▶ _TASK INSTRUCTIONS_
1: In the scoring script excerpt, which file does the init() function load the pipeline model from?
2: Summarize the scoring script excerpt in two sentences.
3: Retype the part of the scoring script excerpt that opens with the words containing "# Vectorize as" and closes with "return (str(e))".

Now we will use `%%writefile` meta command to save the `init()` and `run()` functions to the save the `pdmscore.py` file.

In [7]:
%%writefile {os.environ['AZUREML_NATIVE_SHARE_DIRECTORY']}/pdmscore.py

import json
from pyspark.ml import Pipeline
from pyspark.ml.classification import RandomForestClassifier, DecisionTreeClassifier

# for creating pipelines and model
from pyspark.ml.feature import StringIndexer, VectorAssembler, VectorIndexer

def init():
    # read in the model file
    from pyspark.ml import PipelineModel
    # read in the model file
    global pipeline
    pipeline = PipelineModel.load('pdmrfull.model')
    
def run(input_df):
    response = ''
    try:
       
        # We'll use the known label, key variables and 
        # a few extra columns we won't need.
        key_cols =['label_e','machineID','dt_truncated', 'failure','model_encoded','model' ]

        # Then get the remaing feature names from the data
        input_features = input_df.columns

        # Remove the extra stuff if it's in the input_df
        input_features = [x for x in input_features if x not in set(key_cols)]
        
        # Vectorize as in model building
        va = VectorAssembler(inputCols=(input_features), outputCol='features')
        data = va.transform(input_df).select('machineID','features')
        score = pipeline.transform(data)
        predictions = score.collect()

        #Get each scored result
        preds = [str(x['prediction']) for x in predictions]
        response = ",".join(preds)
    except Exception as e:
        print("Error: {0}",str(e))
        return (str(e))
    
    # Return results
    print(json.dumps(response))
    return json.dumps(response)

if __name__ == "__main__":
    init()
    run("{\"input_df\":[{\"machineID\":114,\"volt_rollingmean_3\":163.375732902,\"rotate_rollingmean_3\":333.149484586,\"pressure_rollingmean_3\":100.183951698,\"vibration_rollingmean_3\":44.0958812638,\"volt_rollingmean_24\":164.114723991,\"rotate_rollingmean_24\":277.191815232,\"pressure_rollingmean_24\":97.6289110707,\"vibration_rollingmean_24\":50.8853505161,\"volt_rollingstd_3\":21.0049565219,\"rotate_rollingstd_3\":67.5287259378,\"pressure_rollingstd_3\":12.9361526861,\"vibration_rollingstd_3\":4.61359760918,\"volt_rollingstd_24\":15.5377738062,\"rotate_rollingstd_24\":67.6519885441,\"pressure_rollingstd_24\":10.528274633,\"vibration_rollingstd_24\":6.94129487555,\"error1sum_rollingmean_24\":0.0,\"error2sum_rollingmean_24\":0.0,\"error3sum_rollingmean_24\":0.0,\"error4sum_rollingmean_24\":0.0,\"error5sum_rollingmean_24\":0.0,\"comp1sum\":489.0,\"comp2sum\":549.0,\"comp3sum\":549.0,\"comp4sum\":564.0,\"age\":18.0}]}")

▶ _RECORDS SUPPLIED_
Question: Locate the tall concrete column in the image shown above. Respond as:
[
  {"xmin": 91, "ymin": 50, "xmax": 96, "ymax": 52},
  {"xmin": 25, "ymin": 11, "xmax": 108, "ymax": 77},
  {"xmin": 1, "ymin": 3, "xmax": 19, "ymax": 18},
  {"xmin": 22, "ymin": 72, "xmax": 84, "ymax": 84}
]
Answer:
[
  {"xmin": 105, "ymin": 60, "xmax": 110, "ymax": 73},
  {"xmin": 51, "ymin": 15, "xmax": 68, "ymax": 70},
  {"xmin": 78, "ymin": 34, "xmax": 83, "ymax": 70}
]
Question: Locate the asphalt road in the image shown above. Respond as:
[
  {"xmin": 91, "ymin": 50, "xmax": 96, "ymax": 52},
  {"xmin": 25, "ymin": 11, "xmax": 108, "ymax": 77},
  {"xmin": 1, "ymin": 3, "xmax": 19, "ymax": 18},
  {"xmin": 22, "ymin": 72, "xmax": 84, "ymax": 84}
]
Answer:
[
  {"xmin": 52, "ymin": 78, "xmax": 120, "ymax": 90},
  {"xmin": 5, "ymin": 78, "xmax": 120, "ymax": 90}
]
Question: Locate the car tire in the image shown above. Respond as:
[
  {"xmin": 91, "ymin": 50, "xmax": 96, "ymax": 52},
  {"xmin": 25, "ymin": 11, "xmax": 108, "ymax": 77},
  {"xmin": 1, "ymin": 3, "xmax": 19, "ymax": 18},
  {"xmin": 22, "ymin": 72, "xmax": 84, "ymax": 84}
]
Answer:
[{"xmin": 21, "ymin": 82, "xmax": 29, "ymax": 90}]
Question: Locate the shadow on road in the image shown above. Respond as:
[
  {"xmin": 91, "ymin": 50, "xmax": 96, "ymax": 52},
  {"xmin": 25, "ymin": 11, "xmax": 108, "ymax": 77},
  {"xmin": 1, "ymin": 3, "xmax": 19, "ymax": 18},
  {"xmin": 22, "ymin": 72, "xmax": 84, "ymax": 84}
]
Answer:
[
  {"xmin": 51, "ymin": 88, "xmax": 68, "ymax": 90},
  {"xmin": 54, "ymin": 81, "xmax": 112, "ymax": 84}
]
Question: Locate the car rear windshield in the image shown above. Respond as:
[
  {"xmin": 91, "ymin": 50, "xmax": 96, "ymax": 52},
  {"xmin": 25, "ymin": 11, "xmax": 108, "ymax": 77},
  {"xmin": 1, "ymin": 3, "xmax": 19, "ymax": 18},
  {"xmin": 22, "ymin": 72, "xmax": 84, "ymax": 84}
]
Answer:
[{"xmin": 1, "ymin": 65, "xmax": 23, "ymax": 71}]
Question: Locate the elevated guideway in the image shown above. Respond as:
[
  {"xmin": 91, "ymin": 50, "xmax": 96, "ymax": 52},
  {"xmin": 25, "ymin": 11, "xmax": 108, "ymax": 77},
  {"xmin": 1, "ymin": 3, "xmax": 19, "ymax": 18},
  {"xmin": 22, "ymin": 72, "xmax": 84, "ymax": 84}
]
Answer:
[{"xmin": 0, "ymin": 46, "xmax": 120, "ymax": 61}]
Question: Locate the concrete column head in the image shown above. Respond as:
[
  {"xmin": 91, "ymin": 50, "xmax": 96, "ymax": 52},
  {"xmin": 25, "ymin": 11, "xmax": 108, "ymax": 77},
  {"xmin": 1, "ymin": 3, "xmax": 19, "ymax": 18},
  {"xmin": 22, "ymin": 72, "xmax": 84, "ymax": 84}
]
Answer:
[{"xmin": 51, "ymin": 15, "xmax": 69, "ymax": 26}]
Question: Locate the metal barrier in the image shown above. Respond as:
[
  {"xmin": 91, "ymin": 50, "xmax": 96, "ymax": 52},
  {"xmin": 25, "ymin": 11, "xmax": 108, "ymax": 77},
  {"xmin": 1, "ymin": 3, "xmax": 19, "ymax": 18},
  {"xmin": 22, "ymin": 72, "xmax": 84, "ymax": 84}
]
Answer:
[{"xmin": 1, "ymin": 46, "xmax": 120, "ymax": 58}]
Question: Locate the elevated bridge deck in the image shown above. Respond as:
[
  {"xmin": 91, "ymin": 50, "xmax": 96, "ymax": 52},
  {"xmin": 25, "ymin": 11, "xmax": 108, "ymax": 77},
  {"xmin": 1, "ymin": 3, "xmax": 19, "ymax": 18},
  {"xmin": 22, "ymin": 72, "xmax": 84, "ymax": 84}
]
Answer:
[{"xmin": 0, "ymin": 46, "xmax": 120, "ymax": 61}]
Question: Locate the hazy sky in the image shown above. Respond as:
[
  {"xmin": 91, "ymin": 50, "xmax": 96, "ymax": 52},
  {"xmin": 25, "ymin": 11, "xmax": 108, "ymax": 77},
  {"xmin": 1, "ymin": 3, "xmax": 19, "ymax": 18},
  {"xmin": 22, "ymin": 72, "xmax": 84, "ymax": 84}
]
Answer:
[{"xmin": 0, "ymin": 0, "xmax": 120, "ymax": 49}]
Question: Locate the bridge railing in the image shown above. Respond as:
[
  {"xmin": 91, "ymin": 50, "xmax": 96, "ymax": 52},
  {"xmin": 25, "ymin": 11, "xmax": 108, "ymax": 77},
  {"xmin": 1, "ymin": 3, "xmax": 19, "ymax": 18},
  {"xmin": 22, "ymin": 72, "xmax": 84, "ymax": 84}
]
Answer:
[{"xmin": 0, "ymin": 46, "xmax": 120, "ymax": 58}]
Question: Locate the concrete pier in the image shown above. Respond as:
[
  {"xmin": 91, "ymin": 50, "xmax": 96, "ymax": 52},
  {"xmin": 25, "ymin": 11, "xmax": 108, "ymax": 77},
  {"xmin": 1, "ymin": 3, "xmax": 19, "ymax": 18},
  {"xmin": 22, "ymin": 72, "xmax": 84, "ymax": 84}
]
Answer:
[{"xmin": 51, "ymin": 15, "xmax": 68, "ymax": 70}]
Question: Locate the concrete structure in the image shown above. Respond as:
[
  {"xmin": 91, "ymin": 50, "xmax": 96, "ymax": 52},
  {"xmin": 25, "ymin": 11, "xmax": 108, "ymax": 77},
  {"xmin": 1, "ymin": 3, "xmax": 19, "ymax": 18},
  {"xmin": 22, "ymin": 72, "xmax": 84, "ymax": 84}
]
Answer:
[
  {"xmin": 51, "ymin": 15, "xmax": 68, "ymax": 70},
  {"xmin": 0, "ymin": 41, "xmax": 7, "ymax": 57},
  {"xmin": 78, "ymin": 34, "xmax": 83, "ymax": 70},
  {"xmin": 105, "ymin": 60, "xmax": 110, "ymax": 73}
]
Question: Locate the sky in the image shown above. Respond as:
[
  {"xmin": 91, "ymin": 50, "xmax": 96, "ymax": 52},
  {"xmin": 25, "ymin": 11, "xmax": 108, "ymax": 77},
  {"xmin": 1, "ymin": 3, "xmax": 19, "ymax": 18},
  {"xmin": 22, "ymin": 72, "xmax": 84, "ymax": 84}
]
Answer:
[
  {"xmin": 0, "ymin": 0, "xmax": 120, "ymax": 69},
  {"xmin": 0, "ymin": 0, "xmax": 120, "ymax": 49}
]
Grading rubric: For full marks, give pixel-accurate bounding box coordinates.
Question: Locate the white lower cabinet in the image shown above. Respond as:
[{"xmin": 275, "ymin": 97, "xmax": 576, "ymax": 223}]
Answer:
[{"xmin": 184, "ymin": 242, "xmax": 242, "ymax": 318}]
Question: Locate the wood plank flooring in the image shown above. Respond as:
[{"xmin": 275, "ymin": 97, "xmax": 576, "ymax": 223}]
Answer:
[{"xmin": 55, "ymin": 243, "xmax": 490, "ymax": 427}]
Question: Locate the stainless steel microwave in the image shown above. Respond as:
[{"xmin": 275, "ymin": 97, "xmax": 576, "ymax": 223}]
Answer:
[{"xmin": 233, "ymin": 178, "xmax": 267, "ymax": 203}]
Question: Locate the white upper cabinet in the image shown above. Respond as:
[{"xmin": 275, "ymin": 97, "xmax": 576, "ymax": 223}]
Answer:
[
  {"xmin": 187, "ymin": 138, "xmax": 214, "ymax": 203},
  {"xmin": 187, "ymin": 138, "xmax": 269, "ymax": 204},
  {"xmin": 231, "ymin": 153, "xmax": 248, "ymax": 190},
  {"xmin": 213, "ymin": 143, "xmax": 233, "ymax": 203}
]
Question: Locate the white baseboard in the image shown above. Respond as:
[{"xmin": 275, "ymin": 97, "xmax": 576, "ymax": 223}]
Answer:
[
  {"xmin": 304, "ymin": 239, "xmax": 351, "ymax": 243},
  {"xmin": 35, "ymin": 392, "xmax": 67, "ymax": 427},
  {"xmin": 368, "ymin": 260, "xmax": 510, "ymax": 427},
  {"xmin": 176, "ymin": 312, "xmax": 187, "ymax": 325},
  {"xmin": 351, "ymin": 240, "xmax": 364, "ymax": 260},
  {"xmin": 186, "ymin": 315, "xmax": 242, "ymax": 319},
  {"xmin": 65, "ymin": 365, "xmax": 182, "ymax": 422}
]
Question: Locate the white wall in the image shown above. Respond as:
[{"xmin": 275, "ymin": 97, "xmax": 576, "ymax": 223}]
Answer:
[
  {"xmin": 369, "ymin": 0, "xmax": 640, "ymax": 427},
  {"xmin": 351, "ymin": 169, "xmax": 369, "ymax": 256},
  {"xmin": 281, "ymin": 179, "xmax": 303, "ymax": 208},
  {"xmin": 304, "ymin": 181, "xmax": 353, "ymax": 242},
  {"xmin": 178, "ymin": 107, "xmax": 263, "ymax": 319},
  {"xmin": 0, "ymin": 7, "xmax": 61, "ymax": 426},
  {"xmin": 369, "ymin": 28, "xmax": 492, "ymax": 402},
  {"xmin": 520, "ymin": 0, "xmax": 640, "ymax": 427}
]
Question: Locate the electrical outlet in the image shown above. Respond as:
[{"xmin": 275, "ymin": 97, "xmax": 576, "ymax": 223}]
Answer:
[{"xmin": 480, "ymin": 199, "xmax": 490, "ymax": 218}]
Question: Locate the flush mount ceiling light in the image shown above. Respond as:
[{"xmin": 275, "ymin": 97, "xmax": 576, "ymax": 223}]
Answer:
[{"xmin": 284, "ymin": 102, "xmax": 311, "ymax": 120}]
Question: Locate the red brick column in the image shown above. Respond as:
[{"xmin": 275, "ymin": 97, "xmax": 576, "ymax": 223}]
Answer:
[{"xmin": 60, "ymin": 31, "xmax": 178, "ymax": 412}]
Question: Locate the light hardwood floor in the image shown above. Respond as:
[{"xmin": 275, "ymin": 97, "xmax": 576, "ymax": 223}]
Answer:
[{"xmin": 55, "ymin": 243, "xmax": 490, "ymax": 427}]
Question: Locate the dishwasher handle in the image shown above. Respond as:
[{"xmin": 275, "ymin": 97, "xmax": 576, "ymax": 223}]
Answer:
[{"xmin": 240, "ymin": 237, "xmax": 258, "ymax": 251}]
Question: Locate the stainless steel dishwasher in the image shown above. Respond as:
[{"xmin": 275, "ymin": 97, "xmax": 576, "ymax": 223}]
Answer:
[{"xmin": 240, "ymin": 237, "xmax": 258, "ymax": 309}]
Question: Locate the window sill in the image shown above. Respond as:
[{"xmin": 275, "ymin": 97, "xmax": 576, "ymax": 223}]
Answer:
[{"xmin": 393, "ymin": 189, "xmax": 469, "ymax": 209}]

▶ _ANSWERS TO EACH TASK_
1: It loads the model from 'pdmrfull.model'.

2: The `%%writefile` meta command saves the `init()` and `run()` functions to the `pdmscore.py` file. `init()` loads a PipelineModel from 'pdmrfull.model', and `run()` drops the key columns from the input, vectorizes the remaining features, scores them with the pipeline, and returns the predictions as a comma-joined JSON string.

3:
# Vectorize as in model building
        va = VectorAssembler(inputCols=(input_features), outputCol='features')
        data = va.transform(input_df).select('machineID','features')
        score = pipeline.transform(data)
        predictions = score.collect()

        #Get each scored result
        preds = [str(x['prediction']) for x in predictions]
        response = ",".join(preds)
    except Exception as e:
        print("Error: {0}",str(e))
        return (str(e))